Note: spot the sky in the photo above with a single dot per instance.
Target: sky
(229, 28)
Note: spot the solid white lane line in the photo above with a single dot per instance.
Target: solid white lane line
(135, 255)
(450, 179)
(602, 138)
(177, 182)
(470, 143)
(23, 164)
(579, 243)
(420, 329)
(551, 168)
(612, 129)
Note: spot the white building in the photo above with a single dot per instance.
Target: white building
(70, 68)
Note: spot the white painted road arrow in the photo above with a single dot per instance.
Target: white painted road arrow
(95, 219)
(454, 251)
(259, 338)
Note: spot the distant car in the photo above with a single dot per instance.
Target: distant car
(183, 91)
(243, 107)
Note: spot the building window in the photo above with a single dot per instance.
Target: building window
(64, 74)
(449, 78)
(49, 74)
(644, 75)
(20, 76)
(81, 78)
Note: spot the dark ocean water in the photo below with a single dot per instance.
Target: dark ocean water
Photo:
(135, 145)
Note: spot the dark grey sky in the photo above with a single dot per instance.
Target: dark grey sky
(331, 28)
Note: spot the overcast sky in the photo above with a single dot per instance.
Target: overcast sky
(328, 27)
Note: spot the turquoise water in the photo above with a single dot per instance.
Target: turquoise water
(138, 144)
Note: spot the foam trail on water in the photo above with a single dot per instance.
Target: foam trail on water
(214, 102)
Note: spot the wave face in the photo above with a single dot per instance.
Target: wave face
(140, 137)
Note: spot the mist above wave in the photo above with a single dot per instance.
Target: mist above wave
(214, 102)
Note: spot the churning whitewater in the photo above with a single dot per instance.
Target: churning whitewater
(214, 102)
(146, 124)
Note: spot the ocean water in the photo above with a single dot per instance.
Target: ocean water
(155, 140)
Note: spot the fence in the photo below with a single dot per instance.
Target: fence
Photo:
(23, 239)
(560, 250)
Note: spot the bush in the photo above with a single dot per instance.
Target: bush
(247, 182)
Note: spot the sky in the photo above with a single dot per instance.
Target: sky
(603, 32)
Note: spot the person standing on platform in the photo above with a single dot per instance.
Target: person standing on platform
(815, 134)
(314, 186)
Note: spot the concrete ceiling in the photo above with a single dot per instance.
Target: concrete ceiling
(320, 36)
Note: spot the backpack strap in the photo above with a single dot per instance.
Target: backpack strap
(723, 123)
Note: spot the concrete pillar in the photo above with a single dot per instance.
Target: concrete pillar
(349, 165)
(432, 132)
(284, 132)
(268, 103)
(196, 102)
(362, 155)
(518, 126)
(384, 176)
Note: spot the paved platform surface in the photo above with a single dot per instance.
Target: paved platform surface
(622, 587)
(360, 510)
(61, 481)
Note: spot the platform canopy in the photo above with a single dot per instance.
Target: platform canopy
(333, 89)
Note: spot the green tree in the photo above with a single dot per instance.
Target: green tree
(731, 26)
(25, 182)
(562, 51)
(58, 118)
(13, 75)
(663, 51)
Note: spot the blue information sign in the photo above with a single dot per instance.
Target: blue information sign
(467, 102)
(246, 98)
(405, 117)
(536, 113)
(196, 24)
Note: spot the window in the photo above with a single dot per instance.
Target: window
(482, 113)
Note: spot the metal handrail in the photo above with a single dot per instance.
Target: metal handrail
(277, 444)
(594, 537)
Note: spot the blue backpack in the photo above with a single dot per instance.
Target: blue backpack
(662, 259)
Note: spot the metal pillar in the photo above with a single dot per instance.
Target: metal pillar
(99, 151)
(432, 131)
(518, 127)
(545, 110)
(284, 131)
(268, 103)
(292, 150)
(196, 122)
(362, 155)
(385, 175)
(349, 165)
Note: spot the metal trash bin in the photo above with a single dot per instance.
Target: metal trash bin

════════════════════

Turn the whole listing above into a JSON array of strings, one string per line, with blank lines dropped.

[
  "Note: spot the sky in the photo above with a single dot per instance.",
  "Target: sky",
  "(229, 28)",
  "Note: spot the solid white lane line in the photo above with a single dot per instance.",
  "Target: solid white lane line",
  "(135, 255)",
  "(450, 179)",
  "(602, 138)",
  "(177, 182)",
  "(470, 143)",
  "(23, 164)",
  "(579, 243)",
  "(420, 329)",
  "(551, 168)",
  "(612, 129)",
  "Note: spot the white building in the photo above with a single dot per instance.",
  "Target: white building",
  "(70, 68)",
  "Note: spot the white painted road arrow in the photo above with a single dot per instance.",
  "Target: white painted road arrow",
  "(95, 219)",
  "(454, 251)",
  "(259, 338)",
  "Note: spot the distant car in the photo above with a single dot per instance.",
  "Target: distant car",
  "(183, 91)",
  "(243, 107)",
  "Note: spot the building window in the photo above with a single dot per instance.",
  "Target: building window",
  "(64, 74)",
  "(449, 78)",
  "(49, 74)",
  "(644, 75)",
  "(20, 76)",
  "(81, 78)",
  "Note: spot the dark ocean water in the photo below with a single dot per instance.",
  "Target: dark ocean water",
  "Photo:",
  "(135, 145)",
  "Note: spot the dark grey sky in the photo above with a single dot per instance.",
  "Target: dark grey sky",
  "(331, 28)",
  "Note: spot the overcast sky in the photo above with a single dot per instance.",
  "Target: overcast sky",
  "(328, 27)",
  "Note: spot the turquoise water in the photo above with a single dot per instance.",
  "Target: turquoise water",
  "(138, 144)",
  "Note: spot the foam trail on water in the photo above with a single dot per instance.",
  "Target: foam trail on water",
  "(214, 102)",
  "Note: spot the wave face in the photo above with a single dot per instance.",
  "Target: wave face",
  "(140, 137)",
  "Note: spot the mist above wave in the photo above with a single dot per instance.",
  "Target: mist above wave",
  "(214, 102)",
  "Note: spot the churning whitewater in the photo above with a single dot per instance.",
  "Target: churning whitewater",
  "(214, 102)",
  "(146, 124)",
  "Note: spot the ocean water in the photo above with a single dot per instance.",
  "Target: ocean water",
  "(155, 140)",
  "Note: spot the fence in the photo below with a single dot per instance.",
  "Target: fence",
  "Photo:",
  "(23, 239)",
  "(560, 250)",
  "Note: spot the bush in the photo above with a single dot per instance.",
  "Target: bush",
  "(247, 182)",
  "Note: spot the sky in the photo above with a single dot per instance.",
  "Target: sky",
  "(603, 32)",
  "Note: spot the person standing on platform in the photo above with a single dot per instance.",
  "Target: person standing on platform",
  "(815, 134)",
  "(314, 186)",
  "Note: spot the concrete ceiling in the photo above with a single dot per instance.",
  "Target: concrete ceiling",
  "(320, 36)",
  "Note: spot the backpack strap in the photo above with a single dot per instance.",
  "Target: backpack strap",
  "(723, 123)",
  "Note: spot the concrete pillar in the photo above with a single dot per instance.",
  "Target: concrete pillar",
  "(349, 165)",
  "(432, 132)",
  "(284, 132)",
  "(268, 103)",
  "(196, 102)",
  "(362, 155)",
  "(518, 126)",
  "(384, 176)",
  "Note: spot the paved platform surface in the photo above with a single dot per instance.",
  "Target: paved platform surface",
  "(622, 587)",
  "(360, 510)",
  "(61, 481)",
  "Note: spot the platform canopy in the photo above with a single dot per instance.",
  "Target: platform canopy",
  "(333, 89)",
  "Note: spot the green tree in the photo above with a single dot per instance.",
  "Target: green tree",
  "(731, 26)",
  "(25, 182)",
  "(562, 51)",
  "(58, 118)",
  "(13, 75)",
  "(663, 51)",
  "Note: spot the blue information sign in the photo above with a single dot per instance.",
  "Target: blue information sign",
  "(467, 102)",
  "(246, 98)",
  "(405, 117)",
  "(536, 113)",
  "(196, 24)",
  "Note: spot the window in the photo above with a single dot per instance.",
  "Target: window",
  "(482, 113)",
  "Note: spot the metal handrail in the photo above with a single dot per instance.",
  "Target: metal handrail",
  "(277, 444)",
  "(594, 537)",
  "Note: spot the blue backpack in the photo above with a single dot per instance.",
  "Target: blue backpack",
  "(662, 259)",
  "Note: spot the metal pillar in the photo above with a single dot per instance.",
  "Target: metal pillar",
  "(99, 151)",
  "(432, 131)",
  "(518, 127)",
  "(545, 110)",
  "(284, 131)",
  "(268, 103)",
  "(292, 150)",
  "(196, 122)",
  "(362, 155)",
  "(385, 175)",
  "(349, 165)",
  "Note: spot the metal trash bin in the photo above with a single dot per instance.",
  "Target: metal trash bin"
]